Work to be completed: How many lines in the records below contain the word "green"? Answer with the number alone.

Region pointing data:
────────────────────────────────────────
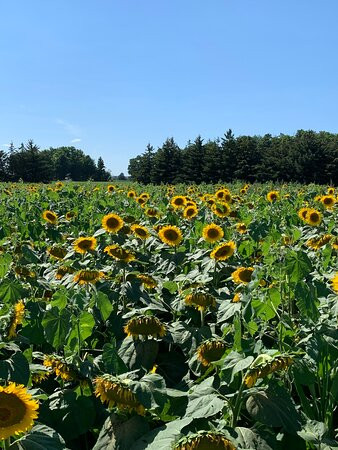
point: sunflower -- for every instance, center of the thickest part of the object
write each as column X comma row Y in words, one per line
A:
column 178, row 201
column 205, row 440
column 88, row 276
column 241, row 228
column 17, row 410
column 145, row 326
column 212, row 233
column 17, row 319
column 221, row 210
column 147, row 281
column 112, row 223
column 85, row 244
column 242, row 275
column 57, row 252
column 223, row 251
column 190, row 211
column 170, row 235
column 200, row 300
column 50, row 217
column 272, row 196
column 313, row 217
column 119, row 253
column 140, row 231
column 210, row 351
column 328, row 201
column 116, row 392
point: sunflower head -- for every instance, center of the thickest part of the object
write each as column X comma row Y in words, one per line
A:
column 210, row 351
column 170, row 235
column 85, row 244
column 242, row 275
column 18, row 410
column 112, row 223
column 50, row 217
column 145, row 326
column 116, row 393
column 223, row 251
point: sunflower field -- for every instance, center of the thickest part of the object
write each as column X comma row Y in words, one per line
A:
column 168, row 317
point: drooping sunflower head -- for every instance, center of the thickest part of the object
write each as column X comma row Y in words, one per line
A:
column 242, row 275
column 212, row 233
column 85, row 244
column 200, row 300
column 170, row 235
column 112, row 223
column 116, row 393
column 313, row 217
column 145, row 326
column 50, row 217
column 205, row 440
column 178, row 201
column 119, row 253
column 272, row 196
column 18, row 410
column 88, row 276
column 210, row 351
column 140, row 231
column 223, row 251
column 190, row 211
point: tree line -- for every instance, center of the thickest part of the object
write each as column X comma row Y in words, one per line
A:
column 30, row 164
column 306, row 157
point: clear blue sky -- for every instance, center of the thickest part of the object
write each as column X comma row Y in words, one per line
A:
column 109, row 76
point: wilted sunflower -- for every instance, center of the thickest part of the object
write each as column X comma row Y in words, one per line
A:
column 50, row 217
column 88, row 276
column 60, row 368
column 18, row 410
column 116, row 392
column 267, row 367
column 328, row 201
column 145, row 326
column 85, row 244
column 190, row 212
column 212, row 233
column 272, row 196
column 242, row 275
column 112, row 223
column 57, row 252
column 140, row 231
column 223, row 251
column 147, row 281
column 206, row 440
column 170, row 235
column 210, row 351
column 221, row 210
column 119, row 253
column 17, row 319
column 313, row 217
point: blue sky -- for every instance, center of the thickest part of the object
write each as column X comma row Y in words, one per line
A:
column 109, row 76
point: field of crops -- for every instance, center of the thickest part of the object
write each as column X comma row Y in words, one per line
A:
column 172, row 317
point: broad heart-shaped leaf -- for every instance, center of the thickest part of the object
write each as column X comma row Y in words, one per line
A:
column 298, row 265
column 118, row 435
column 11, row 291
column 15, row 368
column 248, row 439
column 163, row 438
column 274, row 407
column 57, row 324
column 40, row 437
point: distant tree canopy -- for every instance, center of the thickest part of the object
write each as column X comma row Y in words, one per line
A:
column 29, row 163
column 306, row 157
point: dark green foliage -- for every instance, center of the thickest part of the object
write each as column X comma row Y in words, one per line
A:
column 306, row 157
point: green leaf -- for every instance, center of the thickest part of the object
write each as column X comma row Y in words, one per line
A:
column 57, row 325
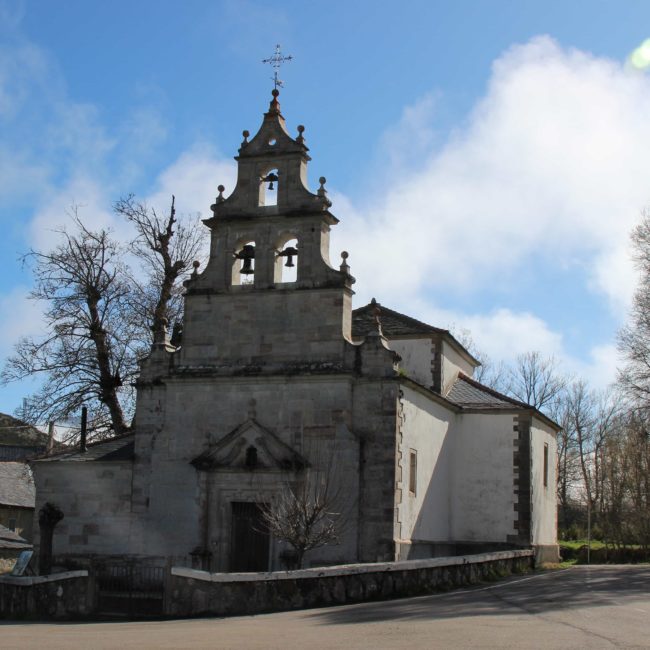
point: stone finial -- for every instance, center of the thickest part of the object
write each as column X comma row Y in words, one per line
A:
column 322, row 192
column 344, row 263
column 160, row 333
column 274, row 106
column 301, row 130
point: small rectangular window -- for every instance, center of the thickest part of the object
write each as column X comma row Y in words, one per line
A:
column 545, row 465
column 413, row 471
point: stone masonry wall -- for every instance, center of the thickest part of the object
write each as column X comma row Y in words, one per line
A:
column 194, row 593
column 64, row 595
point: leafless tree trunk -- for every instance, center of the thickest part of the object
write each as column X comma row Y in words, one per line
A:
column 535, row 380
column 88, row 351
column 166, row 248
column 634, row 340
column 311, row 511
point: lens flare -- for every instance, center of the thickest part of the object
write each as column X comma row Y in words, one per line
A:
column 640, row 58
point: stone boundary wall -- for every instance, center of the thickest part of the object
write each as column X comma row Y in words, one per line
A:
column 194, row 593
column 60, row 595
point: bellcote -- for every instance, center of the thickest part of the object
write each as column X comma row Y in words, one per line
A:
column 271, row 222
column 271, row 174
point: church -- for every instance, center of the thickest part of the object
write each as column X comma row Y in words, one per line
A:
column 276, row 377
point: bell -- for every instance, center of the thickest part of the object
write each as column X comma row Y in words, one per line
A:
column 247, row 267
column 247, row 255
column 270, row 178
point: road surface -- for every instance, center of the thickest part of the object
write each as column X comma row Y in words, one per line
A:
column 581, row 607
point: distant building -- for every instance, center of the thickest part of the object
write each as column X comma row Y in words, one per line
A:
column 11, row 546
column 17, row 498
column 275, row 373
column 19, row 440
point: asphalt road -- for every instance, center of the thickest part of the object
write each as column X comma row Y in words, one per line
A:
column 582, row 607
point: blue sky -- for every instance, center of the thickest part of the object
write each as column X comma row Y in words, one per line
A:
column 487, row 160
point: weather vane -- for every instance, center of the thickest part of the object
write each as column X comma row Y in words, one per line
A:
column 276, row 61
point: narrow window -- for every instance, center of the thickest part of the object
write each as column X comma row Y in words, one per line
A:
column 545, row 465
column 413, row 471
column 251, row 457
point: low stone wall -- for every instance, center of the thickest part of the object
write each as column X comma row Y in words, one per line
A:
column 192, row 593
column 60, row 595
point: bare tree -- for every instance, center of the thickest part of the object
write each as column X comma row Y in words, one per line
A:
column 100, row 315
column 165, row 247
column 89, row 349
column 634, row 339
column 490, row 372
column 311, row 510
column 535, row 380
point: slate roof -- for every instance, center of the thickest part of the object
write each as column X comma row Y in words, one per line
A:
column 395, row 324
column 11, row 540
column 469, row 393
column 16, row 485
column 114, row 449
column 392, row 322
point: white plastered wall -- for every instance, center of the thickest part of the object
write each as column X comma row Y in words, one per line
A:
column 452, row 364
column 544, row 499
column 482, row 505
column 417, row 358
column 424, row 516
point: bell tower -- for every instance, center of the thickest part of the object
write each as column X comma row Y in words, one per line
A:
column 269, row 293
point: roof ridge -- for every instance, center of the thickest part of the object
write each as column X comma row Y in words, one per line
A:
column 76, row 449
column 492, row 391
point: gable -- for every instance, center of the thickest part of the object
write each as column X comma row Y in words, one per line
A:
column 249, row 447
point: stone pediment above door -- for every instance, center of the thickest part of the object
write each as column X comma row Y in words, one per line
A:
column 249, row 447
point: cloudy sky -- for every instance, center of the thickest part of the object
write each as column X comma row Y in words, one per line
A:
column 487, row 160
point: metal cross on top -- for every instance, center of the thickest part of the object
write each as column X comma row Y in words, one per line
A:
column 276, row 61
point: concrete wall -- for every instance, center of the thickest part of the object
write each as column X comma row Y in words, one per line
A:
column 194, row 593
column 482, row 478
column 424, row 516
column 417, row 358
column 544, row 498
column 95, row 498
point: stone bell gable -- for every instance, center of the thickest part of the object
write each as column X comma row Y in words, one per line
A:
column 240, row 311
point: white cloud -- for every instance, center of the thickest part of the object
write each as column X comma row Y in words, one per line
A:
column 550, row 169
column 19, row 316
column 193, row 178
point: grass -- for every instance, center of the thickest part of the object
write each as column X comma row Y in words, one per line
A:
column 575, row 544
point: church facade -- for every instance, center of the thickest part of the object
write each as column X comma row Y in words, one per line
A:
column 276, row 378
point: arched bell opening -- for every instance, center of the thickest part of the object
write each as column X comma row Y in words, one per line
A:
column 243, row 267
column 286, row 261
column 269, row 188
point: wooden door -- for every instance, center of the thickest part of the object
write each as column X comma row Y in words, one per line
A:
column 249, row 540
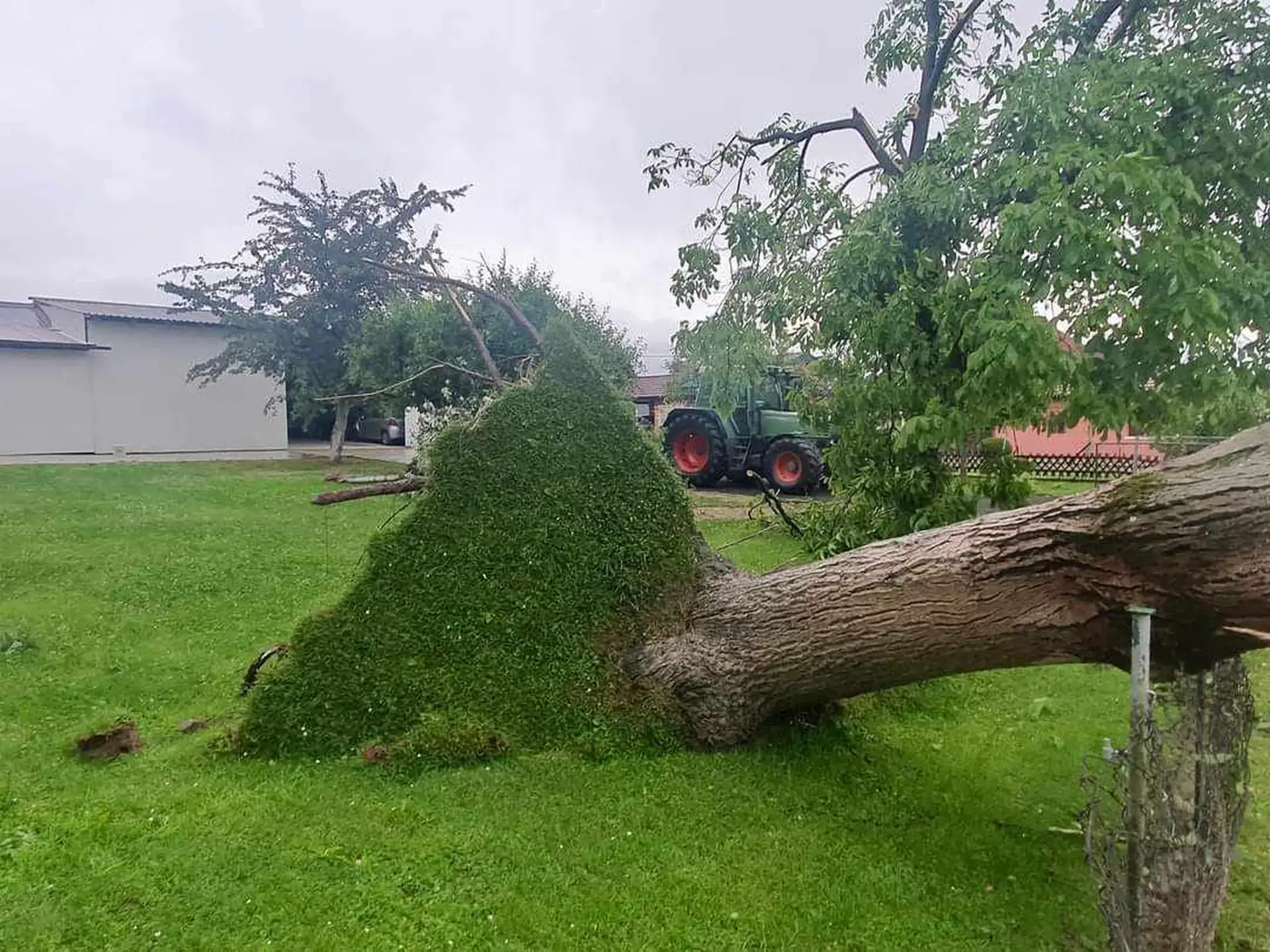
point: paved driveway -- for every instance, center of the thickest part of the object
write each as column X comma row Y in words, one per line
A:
────────────────────────────────────────
Solution to the problem: 2